◆ Stored entries:
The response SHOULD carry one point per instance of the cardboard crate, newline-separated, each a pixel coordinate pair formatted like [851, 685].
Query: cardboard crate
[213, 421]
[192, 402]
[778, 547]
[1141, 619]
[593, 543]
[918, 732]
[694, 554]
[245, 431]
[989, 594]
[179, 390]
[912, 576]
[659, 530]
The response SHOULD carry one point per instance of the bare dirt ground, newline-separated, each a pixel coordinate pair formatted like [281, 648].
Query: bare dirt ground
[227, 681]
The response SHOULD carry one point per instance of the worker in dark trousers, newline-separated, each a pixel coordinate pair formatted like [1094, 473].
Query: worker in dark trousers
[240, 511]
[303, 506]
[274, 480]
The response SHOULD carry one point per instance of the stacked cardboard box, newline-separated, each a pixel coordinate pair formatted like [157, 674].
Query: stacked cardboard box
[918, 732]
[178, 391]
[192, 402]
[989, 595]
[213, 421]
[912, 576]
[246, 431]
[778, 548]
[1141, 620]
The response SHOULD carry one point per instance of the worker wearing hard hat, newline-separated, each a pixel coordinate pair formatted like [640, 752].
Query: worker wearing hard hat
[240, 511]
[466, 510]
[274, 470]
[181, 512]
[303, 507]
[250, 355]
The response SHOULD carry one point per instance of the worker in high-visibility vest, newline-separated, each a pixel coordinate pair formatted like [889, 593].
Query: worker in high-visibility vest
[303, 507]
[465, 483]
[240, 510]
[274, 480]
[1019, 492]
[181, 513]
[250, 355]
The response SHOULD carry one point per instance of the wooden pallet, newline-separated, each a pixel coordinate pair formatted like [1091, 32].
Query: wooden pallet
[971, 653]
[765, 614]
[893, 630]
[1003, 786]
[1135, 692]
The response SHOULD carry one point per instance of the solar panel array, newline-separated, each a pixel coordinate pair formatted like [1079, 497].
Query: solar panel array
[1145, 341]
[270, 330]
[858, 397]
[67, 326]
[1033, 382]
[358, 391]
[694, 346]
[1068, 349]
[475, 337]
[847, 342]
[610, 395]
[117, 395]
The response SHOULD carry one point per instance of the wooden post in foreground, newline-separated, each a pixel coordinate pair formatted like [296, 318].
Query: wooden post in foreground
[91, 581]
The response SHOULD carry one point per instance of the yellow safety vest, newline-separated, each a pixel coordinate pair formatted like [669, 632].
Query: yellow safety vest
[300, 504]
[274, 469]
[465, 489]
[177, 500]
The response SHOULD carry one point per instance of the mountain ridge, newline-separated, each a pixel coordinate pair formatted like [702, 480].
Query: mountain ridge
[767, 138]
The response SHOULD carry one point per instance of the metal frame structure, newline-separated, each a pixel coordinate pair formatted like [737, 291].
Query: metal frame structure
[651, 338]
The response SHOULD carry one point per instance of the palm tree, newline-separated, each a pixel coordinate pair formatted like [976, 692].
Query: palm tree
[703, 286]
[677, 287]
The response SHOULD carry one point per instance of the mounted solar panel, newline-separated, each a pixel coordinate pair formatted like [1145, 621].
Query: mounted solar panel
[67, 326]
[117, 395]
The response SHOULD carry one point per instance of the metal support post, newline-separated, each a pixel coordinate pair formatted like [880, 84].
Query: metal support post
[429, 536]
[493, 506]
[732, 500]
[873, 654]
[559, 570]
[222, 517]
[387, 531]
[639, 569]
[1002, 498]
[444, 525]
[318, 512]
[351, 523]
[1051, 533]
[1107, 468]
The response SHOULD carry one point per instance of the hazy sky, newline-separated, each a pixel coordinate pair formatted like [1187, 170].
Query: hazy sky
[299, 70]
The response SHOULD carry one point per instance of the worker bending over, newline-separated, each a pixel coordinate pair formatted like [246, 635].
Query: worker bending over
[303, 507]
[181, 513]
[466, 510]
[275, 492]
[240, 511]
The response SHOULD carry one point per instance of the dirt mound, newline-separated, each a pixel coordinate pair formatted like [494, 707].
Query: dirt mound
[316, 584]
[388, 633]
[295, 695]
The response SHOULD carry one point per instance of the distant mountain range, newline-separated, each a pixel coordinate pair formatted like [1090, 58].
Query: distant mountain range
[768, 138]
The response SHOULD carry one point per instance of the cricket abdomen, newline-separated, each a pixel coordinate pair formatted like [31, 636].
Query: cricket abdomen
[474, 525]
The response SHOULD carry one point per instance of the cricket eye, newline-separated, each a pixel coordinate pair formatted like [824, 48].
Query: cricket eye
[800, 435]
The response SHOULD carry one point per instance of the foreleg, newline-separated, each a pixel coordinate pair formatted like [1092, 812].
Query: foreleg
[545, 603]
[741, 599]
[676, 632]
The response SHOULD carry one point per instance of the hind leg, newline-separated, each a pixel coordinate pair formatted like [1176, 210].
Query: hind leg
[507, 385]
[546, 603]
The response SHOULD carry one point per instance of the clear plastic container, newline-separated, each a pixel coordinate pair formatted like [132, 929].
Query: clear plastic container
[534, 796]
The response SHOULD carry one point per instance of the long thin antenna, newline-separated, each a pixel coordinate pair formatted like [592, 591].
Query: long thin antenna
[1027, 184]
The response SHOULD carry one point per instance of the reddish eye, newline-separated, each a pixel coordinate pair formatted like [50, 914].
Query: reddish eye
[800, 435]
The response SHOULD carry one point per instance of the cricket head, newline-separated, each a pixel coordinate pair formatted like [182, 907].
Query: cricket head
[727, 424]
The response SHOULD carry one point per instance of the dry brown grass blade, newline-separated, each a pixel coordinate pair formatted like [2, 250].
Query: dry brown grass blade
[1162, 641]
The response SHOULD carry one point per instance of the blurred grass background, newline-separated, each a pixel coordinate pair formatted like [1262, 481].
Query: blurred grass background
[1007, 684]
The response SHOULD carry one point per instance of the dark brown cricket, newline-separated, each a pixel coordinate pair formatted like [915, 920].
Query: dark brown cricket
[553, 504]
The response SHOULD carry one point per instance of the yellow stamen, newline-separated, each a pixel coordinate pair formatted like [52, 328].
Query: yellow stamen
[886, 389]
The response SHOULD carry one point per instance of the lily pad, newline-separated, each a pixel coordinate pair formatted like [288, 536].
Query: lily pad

◆ The task: Where a line of the records includes "lily", copy it.

◆ Task solution:
The response SHOULD carry one point per instance of the lily pad, newline-separated, each a pixel coordinate pair formatted like [288, 536].
Query: lily pad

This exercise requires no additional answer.